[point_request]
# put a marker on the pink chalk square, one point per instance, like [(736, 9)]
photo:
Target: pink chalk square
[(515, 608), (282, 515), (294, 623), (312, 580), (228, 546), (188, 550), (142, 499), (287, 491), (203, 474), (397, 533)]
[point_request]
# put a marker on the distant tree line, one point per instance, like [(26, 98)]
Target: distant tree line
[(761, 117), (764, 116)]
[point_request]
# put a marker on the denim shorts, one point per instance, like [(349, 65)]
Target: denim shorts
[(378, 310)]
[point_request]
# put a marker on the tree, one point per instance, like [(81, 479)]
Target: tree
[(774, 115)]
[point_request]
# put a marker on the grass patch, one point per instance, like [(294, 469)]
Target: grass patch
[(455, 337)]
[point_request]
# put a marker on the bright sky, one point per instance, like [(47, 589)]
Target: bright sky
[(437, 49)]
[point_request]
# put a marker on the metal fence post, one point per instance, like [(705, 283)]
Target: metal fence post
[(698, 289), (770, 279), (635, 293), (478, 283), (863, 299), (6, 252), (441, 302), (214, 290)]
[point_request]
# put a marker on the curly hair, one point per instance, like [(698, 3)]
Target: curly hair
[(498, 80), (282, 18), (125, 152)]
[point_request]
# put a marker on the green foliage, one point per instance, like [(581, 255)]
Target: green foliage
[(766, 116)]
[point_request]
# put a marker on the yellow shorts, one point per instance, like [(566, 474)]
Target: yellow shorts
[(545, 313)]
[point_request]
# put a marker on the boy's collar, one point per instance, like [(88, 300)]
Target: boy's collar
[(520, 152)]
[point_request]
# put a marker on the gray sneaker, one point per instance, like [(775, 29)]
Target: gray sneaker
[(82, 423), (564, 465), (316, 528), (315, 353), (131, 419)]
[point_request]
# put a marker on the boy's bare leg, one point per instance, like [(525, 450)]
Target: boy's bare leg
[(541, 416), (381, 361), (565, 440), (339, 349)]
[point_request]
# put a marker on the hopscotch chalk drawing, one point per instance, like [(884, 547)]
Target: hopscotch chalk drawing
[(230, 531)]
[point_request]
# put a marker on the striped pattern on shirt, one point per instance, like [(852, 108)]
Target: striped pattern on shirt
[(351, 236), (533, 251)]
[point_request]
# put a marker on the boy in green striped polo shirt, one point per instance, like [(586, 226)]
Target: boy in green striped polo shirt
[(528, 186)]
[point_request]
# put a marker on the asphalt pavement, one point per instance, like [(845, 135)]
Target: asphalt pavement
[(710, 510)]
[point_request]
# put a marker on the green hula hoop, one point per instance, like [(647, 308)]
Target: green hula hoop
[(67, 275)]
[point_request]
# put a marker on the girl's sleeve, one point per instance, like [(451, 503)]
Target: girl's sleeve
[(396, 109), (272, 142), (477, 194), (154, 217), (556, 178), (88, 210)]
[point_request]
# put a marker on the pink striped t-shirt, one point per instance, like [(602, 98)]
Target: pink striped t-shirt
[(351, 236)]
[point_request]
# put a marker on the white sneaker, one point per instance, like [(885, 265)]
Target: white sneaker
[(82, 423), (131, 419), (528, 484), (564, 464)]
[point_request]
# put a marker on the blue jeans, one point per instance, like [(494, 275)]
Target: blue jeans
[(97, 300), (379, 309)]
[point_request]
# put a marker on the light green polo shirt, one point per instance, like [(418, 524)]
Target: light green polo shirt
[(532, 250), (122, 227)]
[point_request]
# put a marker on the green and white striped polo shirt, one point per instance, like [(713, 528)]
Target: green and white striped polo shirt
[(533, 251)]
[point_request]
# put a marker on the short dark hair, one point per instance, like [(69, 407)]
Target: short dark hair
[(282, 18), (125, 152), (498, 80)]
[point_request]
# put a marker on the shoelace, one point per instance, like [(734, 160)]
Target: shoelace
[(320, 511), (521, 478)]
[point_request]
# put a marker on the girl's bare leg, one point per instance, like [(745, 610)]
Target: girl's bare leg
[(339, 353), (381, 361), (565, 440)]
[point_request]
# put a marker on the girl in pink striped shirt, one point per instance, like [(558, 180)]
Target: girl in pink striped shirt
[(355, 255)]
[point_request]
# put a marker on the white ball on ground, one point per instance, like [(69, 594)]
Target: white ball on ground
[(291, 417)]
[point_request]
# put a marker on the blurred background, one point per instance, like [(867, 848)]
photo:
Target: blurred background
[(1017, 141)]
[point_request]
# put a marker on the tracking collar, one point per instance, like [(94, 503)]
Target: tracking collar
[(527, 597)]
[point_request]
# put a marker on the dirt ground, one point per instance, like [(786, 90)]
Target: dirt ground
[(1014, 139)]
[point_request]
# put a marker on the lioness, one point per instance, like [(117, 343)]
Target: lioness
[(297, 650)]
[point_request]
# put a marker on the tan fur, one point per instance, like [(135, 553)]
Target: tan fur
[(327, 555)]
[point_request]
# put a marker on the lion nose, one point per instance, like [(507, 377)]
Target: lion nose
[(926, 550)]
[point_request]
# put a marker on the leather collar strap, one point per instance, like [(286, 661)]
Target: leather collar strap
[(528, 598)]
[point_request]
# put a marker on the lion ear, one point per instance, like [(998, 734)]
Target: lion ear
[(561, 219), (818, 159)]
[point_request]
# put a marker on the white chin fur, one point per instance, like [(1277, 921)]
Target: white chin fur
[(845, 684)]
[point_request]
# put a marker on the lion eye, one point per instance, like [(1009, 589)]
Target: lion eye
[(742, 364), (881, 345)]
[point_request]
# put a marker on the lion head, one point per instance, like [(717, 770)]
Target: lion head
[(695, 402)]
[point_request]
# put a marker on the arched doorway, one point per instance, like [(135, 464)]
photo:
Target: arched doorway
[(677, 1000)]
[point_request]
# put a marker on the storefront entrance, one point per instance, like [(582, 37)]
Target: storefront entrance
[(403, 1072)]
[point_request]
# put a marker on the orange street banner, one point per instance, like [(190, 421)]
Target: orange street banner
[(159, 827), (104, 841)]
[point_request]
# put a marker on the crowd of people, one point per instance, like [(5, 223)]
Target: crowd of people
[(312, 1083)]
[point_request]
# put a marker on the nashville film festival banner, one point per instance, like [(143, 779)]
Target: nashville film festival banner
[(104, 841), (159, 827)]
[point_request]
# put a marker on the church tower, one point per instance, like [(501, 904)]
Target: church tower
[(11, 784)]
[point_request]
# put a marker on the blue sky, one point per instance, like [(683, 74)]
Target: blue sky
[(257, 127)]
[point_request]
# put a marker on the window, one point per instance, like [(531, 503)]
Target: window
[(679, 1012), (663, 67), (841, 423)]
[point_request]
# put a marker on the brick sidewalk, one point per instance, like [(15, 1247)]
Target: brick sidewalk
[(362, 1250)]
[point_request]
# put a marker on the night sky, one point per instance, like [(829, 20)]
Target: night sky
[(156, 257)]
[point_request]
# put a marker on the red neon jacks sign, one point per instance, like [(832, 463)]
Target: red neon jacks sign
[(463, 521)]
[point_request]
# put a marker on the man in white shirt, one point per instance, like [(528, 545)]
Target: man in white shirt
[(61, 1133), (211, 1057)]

========================================================================

**DIRECTIVE**:
Give the entries again in full, exactly as they are written.

**EXERCISE SOLUTION**:
[point_request]
# put a marker on the pink chalk square, one point per instance, like [(736, 9)]
photo:
Target: pink chalk square
[(515, 608), (282, 515), (294, 623), (312, 580), (228, 546), (188, 550), (142, 499), (287, 491), (203, 474), (397, 533)]
[point_request]
# put a marker on the distant tree line, one point per instance, like [(26, 98)]
Target: distant tree line
[(761, 117), (764, 116)]
[point_request]
# put a marker on the denim shorts, one point per instance, like [(349, 65)]
Target: denim shorts
[(378, 310)]
[point_request]
# put a marker on the tree, one point per instance, like [(81, 479)]
Target: tree
[(774, 115)]
[point_request]
# put a marker on the grass patch, one point per instance, like [(294, 469)]
Target: grass patch
[(455, 337)]
[point_request]
# put a marker on the bright sky, one point per instance, like [(47, 589)]
Target: bright sky
[(437, 49)]
[point_request]
# put a marker on the metal fence post, one point per instance, like [(705, 283)]
Target: metal fence post
[(698, 289), (770, 279), (635, 293), (478, 283), (863, 299), (6, 252), (441, 302), (214, 290)]
[point_request]
# put a marker on the curly hair, one point per instance, like [(698, 3)]
Target: curly hair
[(498, 80), (282, 18), (125, 152)]
[point_request]
# put a marker on the green foliage, one point per instance, like [(581, 255)]
Target: green foliage
[(766, 116)]
[point_request]
# put a marker on the yellow shorts, one point per instance, like [(566, 474)]
Target: yellow shorts
[(545, 313)]
[point_request]
# put a marker on the boy's collar, one point per instance, like [(88, 300)]
Target: boy's collar
[(520, 152)]
[point_request]
# put a marker on the gray sneaker, one point per instance, like [(775, 29)]
Target: gray sneaker
[(82, 423), (564, 465), (316, 528), (315, 353), (131, 419)]
[point_request]
# put a marker on the boy's bare leg, one point per instance, like [(525, 450)]
Target: boy's bare leg
[(541, 416), (381, 361), (565, 440), (339, 349)]
[point_request]
# put a marker on the hopscotch chalk drawing, one point per instance, like [(884, 547)]
Target: hopscotch chalk drawing
[(230, 531)]
[point_request]
# put a marker on the striped pattern on shirt, one point per instance, like [(852, 108)]
Target: striped pattern on shirt
[(351, 236), (533, 251)]
[point_request]
# put a marker on the boy in green striped polo shirt, one point per instance, like [(586, 226)]
Target: boy in green striped polo shirt
[(528, 186)]
[point_request]
# put a marker on the asphalt pavement, one point per instance, like [(845, 135)]
Target: asphalt pavement
[(710, 510)]
[point_request]
# put a marker on the green hula hoop, one point per instance, like [(647, 308)]
Target: green hula hoop
[(67, 275)]
[point_request]
# put a marker on the girl's sleeve, one point per instance, like [(451, 503)]
Target: girl's sleeve
[(396, 109), (272, 142), (477, 194), (154, 217), (556, 178), (88, 210)]
[point_request]
# put a marker on the pink striped t-shirt, one point per instance, like [(602, 98)]
Target: pink striped t-shirt
[(351, 236)]
[point_request]
# put a marker on the white sneaker, one point per instance, like [(885, 265)]
Target: white sneaker
[(82, 423), (131, 419), (528, 484), (564, 464)]
[point_request]
# put a marker on the blue jeans, one point per instance, like [(494, 275)]
Target: blue jeans
[(97, 300), (379, 309)]
[point_request]
# put a marker on the light green polo shirt, one point per instance, like [(418, 524)]
Target: light green polo shirt
[(532, 250), (122, 227)]
[point_request]
# put a marker on the green and white striped polo shirt, one point per instance, like [(713, 528)]
Target: green and white striped polo shirt
[(533, 251)]
[point_request]
# put a marker on the short dark hair, one point per instance, like [(69, 407)]
Target: short dark hair
[(282, 18), (125, 152), (498, 80)]
[point_request]
# put a marker on the shoelace, one point per instance, like [(734, 160)]
Target: shoelace
[(320, 511), (521, 478)]
[point_request]
# put a marker on the girl's bare leg, one point per instance, like [(745, 610)]
Target: girl's bare leg
[(339, 353), (381, 361), (565, 440)]
[point_request]
# put a marker on the girl in pink striped shirt, one point per instance, like [(558, 180)]
Target: girl in pink striped shirt
[(355, 255)]
[point_request]
# put a marker on the white ball on ground, one point per instance, like [(69, 594)]
Target: white ball on ground
[(291, 417)]
[point_request]
# put a marker on the blurred background, one point per instance, like [(867, 848)]
photo:
Target: blurred background
[(1017, 141)]
[point_request]
# put a marker on the tracking collar, one point per instance, like [(94, 503)]
Target: tracking collar
[(527, 597)]
[point_request]
# put a marker on the dirt ground, one point per instance, like [(786, 90)]
Target: dirt ground
[(1014, 139)]
[point_request]
# put a marker on the lioness, one point per instance, like [(117, 343)]
Target: lioness
[(297, 650)]
[point_request]
# put a marker on the tan fur, one point per instance, like [(135, 553)]
Target: tan fur
[(327, 555)]
[point_request]
# put a marker on the lion nose, one point per instance, like [(507, 377)]
Target: lion nose
[(926, 550)]
[point_request]
# put a marker on the leather collar strap, one point per instance, like [(286, 661)]
Target: leather collar strap
[(528, 598)]
[point_request]
# put a marker on the lion ear, one point per instance, like [(998, 734)]
Target: lion ear
[(561, 219), (818, 159)]
[point_request]
# put a marker on the white chin fur, one point per instance, like [(1277, 921)]
Target: white chin fur
[(845, 684)]
[point_request]
# put a marker on the lion eye, one point per instance, like [(1009, 589)]
Target: lion eye
[(742, 364), (881, 345)]
[point_request]
# put a marker on the lion head, one point per instance, like [(717, 770)]
Target: lion head
[(695, 402)]
[point_request]
# put a marker on the arched doorway, one point per instance, like [(135, 464)]
photo:
Target: arched doorway
[(677, 1000)]
[point_request]
# put a marker on the storefront entrance, one point per instance, like [(582, 37)]
Target: storefront entrance
[(403, 1072)]
[point_request]
# put a marker on the orange street banner, one point per instance, like [(190, 421)]
Target: orange street banner
[(159, 827), (104, 841)]
[point_request]
# put a marker on the crowd of people, one point per instance, like [(5, 223)]
Target: crowd of people
[(312, 1083)]
[point_request]
# put a marker on the nashville film festival banner, one point per instance, like [(143, 779)]
Target: nashville film festival banner
[(104, 841), (159, 827)]
[point_request]
# put a marker on the church tower, one point per instance, like [(501, 904)]
Target: church tower
[(11, 784)]
[point_request]
# put a marker on the blue sky, one point per instance, like [(683, 74)]
Target: blue sky
[(257, 127)]
[point_request]
# put a marker on the window, one point per instance, like [(531, 503)]
Target: window
[(679, 1012), (663, 67), (841, 423)]
[point_request]
# put a marker on the brick sidewalk, one point per instance, like [(15, 1247)]
Target: brick sidewalk
[(362, 1250)]
[point_request]
# put a marker on the night sky, one point per instance, like [(829, 20)]
Target: night sky
[(156, 257)]
[point_request]
# put a marker on the red neon jacks sign, one point per instance, like [(832, 463)]
Target: red neon jacks sign
[(463, 521)]
[point_request]
# put a marker on the man in white shirt, one point per instance, like [(528, 545)]
Target: man in white shirt
[(61, 1133), (211, 1057)]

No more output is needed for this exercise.